Given task:
Can you identify every line in the data below that contains the string "locomotive" and copy each of those lines out? Case matters when matching.

Given data:
+++++

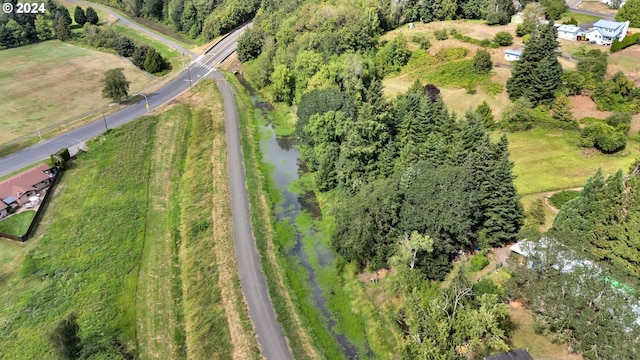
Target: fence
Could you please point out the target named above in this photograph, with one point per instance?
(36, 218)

+++++

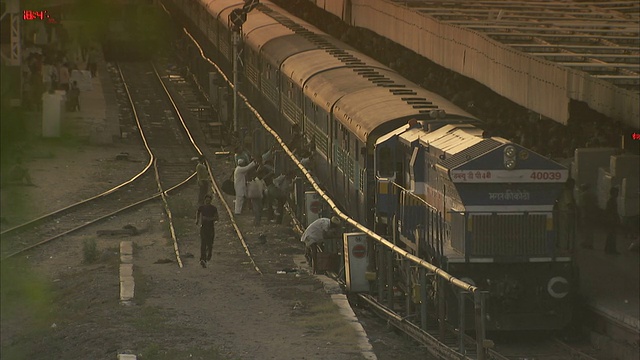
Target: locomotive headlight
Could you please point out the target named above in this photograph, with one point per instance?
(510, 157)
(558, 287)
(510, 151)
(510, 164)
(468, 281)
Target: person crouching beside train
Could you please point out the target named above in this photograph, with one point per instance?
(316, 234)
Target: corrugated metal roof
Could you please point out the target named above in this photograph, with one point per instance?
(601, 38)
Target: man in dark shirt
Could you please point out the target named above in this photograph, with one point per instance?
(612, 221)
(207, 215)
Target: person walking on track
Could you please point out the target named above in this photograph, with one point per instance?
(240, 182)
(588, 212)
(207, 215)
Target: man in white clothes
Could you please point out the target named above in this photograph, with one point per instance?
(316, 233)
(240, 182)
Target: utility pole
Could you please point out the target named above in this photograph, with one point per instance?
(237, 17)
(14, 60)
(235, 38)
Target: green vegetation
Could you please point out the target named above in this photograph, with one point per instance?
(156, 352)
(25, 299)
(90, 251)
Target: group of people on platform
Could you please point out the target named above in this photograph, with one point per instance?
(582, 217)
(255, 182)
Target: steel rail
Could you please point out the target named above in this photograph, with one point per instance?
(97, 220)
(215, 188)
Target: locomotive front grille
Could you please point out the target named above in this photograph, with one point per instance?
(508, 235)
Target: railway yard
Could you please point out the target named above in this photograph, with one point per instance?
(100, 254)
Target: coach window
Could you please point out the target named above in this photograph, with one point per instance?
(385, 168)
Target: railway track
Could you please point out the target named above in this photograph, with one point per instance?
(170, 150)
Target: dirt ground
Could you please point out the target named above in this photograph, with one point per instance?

+++++

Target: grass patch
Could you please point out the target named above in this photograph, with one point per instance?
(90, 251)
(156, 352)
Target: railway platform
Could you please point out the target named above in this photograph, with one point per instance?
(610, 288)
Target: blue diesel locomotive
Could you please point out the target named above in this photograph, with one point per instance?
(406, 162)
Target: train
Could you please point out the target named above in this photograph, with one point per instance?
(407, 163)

+++++

Response below:
Target: locomotive headlight
Target: locomotive front grille
Target: blue diesel locomotive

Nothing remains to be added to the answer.